Texte:
Basé à Tokyo, JXPress emploie 24 personnes d’une moyenne d’âge de 29 ans. Mais ce n’est pas chez eux que l’on trouvera l’ambiance fébrile et amicale des rédactions qui fonctionnent bien. Les deux tiers des employés sont des ingénieurs, motif de fierté pour le fondateur Katsuhiro Yoneshige qui a trouvé le moyen d’éliminer non seulement les « fake news » mais de remplacer des gens du verbe par des scientifiques. C’est certainement plus facile à gérer. Mais les machines qu’ils font fonctionner ont-ils le sens de la formule ? Et celui de l’éthique ?
 
Il va de soi qu’il ne saurait y avoir d’informations sans intervention humaine préalable. Ce ne sont pas les caméras, les enregistreurs ou les algorithmes qui peuvent débusquer un fait divers, écouter et analyser un discours, porter un jugement sur une actualité qu’il faut d’abord identifier. Ce sont les internautes, abonnés des réseaux sociaux, qui font ce travail préalable : n’oubliez jamais que sur Internet, le produit, c’est vous !

Énoncé 1: D'après le texte sur JXPress, quelle part des employés de l'entreprise sont des ingénieurs ?
Le texte et les enregistrements proviennent de sources distinctes.

Données fournies:

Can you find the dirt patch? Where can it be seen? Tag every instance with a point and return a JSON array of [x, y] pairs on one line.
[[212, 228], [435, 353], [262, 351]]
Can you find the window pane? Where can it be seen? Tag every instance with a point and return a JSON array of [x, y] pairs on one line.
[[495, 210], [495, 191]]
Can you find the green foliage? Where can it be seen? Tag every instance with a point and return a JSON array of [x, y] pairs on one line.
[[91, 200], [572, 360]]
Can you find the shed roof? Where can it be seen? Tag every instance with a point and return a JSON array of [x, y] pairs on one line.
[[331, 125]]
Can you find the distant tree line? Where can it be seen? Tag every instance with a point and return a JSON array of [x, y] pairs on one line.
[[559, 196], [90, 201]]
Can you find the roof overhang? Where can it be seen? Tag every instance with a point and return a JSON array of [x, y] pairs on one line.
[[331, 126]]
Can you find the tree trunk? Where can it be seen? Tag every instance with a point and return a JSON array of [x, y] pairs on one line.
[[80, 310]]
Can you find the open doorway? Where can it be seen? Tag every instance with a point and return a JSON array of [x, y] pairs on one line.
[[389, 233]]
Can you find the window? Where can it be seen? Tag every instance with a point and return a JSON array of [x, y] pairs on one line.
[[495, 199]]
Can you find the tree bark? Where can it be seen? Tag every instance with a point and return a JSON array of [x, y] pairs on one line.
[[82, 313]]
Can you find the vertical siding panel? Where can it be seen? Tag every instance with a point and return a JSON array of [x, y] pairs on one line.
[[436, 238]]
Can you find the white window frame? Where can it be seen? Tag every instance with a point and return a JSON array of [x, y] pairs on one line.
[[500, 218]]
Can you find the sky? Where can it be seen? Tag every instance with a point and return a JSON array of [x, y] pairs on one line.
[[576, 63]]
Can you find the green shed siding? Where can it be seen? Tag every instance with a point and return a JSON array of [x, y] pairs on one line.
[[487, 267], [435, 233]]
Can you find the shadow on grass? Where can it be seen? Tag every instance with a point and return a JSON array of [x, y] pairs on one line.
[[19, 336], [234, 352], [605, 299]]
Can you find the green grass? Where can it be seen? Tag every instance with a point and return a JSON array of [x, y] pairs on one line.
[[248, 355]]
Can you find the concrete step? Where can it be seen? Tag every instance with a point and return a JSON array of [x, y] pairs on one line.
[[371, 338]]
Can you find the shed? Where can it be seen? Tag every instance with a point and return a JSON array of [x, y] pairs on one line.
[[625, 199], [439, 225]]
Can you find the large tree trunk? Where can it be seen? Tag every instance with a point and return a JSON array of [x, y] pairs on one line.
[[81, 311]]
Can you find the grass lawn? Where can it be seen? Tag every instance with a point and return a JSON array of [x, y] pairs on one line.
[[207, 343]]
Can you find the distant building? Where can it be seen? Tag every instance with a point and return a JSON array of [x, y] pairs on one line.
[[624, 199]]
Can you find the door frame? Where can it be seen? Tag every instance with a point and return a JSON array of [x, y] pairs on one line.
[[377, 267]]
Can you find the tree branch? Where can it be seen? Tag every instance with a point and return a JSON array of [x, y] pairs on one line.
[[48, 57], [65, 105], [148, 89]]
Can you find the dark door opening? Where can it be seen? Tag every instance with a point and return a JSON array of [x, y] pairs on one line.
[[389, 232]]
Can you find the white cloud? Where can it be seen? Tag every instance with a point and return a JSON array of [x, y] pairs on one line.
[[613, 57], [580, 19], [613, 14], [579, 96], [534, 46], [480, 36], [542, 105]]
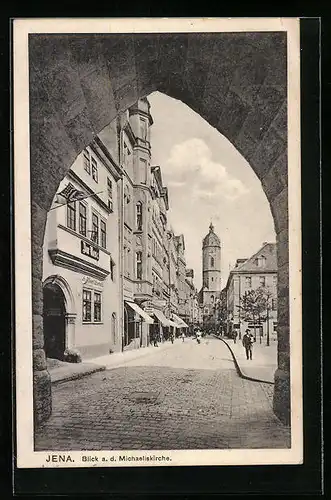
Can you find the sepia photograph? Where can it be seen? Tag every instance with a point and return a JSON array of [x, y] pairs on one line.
[[157, 222]]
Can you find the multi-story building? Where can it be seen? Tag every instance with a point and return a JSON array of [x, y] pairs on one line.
[[259, 271], [211, 276], [136, 155], [114, 274], [81, 257]]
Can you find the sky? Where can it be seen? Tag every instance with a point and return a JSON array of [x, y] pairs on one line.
[[208, 181]]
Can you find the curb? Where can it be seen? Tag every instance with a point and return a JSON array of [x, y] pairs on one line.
[[239, 371], [78, 375]]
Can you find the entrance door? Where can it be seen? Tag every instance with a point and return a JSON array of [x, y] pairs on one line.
[[54, 321]]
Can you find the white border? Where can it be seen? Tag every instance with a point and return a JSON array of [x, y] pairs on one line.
[[28, 458]]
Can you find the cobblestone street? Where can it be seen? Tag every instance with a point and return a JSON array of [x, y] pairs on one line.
[[187, 396]]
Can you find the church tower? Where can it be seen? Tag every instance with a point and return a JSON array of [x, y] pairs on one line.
[[211, 270]]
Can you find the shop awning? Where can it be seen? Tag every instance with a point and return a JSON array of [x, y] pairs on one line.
[[161, 317], [180, 322], [140, 311]]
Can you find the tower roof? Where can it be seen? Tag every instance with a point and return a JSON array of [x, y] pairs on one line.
[[211, 239]]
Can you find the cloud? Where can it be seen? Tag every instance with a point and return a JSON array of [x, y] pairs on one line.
[[191, 162]]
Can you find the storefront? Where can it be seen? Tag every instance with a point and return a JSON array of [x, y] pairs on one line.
[[161, 326]]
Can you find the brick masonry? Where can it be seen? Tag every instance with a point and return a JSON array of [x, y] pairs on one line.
[[66, 112]]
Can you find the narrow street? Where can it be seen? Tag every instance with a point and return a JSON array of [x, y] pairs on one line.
[[186, 396]]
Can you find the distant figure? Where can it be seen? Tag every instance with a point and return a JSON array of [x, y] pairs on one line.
[[248, 344]]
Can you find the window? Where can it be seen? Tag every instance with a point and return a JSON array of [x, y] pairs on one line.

Énoncé 2: Restituez sous forme de liste JSON de chaînes, à raison d'une chaîne par ligne et sans les lignes vides, la portion des enregistrements qui s'étend de leur début jusqu'à la ligne contenant « [[212, 228], [435, 353], [262, 351]] », celle-ci comprise.

Solution complète 1: Les deux tiers des employés sont des ingénieurs.

Solution complète 2:
[
  "Can you find the dirt patch? Where can it be seen? Tag every instance with a point and return a JSON array of [x, y] pairs on one line.",
  "[[212, 228], [435, 353], [262, 351]]"
]